Required work >> Locate "Where can the yellow flower" in the listing below, then output the line holding it and every line after it, exactly and with nothing else.

Collected data:
• • • • • • •
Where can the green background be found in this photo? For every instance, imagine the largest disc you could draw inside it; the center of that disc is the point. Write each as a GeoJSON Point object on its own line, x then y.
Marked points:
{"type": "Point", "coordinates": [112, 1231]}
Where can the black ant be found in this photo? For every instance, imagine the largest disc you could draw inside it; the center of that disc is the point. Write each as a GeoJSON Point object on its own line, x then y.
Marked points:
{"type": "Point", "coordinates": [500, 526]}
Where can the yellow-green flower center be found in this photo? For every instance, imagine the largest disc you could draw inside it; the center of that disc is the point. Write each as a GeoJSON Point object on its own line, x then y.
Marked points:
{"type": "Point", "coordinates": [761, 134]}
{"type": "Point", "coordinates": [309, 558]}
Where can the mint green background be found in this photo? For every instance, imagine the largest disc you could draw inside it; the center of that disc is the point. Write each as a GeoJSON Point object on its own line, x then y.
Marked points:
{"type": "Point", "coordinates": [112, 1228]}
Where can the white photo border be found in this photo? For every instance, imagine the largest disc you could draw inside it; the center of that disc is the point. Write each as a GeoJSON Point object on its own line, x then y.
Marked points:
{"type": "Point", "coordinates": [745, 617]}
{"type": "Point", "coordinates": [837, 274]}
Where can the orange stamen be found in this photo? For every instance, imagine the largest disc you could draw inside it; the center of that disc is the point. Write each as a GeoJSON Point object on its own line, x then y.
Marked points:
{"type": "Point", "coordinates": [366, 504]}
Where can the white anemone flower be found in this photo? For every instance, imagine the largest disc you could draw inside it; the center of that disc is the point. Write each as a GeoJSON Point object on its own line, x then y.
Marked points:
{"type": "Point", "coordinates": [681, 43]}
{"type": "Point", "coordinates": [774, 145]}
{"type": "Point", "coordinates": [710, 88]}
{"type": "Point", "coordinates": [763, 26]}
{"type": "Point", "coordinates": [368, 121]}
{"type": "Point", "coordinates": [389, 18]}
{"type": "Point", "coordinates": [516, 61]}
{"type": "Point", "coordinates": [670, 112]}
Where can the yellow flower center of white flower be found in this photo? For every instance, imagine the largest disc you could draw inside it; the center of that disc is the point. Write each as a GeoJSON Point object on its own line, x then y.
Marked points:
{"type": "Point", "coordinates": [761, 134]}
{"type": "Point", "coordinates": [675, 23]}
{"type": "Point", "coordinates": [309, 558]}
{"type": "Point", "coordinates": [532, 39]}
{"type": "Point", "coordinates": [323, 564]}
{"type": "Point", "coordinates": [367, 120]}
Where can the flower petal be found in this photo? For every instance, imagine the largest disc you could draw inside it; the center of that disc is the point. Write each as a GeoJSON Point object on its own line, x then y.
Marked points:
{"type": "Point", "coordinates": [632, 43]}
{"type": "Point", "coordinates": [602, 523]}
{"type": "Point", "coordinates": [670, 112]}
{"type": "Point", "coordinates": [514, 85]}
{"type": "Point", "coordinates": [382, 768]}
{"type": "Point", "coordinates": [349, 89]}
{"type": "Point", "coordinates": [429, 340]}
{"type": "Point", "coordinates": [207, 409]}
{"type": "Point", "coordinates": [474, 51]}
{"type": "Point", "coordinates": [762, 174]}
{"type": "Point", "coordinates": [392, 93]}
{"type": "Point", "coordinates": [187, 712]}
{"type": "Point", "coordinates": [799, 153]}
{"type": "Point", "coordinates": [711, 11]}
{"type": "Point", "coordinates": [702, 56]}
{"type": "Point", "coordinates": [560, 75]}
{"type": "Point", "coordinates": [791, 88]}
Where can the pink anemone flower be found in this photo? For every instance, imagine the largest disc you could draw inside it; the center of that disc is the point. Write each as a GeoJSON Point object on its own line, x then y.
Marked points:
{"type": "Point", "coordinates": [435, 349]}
• • • • • • •
Task result >>
Where can the yellow flower center of white flower be found in this photo? For every instance, imagine the largest disc you could draw inside it; the center of that disc is the point. Write each as a GeoJSON Point object on its own line, x then y.
Marked points:
{"type": "Point", "coordinates": [761, 134]}
{"type": "Point", "coordinates": [675, 23]}
{"type": "Point", "coordinates": [309, 558]}
{"type": "Point", "coordinates": [532, 39]}
{"type": "Point", "coordinates": [323, 564]}
{"type": "Point", "coordinates": [367, 120]}
Where can the flower petal be found in this photo? For every instance, imagine the largest disc you could draw inside it; the center of that disc is the point. Write each as a GeoJSON Point object on its own line, x then y.
Marked points:
{"type": "Point", "coordinates": [632, 43]}
{"type": "Point", "coordinates": [602, 523]}
{"type": "Point", "coordinates": [670, 112]}
{"type": "Point", "coordinates": [514, 85]}
{"type": "Point", "coordinates": [382, 768]}
{"type": "Point", "coordinates": [349, 89]}
{"type": "Point", "coordinates": [429, 340]}
{"type": "Point", "coordinates": [207, 409]}
{"type": "Point", "coordinates": [474, 51]}
{"type": "Point", "coordinates": [762, 174]}
{"type": "Point", "coordinates": [392, 93]}
{"type": "Point", "coordinates": [187, 712]}
{"type": "Point", "coordinates": [799, 153]}
{"type": "Point", "coordinates": [711, 11]}
{"type": "Point", "coordinates": [702, 56]}
{"type": "Point", "coordinates": [560, 75]}
{"type": "Point", "coordinates": [791, 88]}
Where can the pink anemone flower be found in this photo? For every instance, imagine the largest disc you could draw inside it; the center of that disc is the point. Write each as a GeoJSON Point object on its own line, x then y.
Marked points:
{"type": "Point", "coordinates": [435, 349]}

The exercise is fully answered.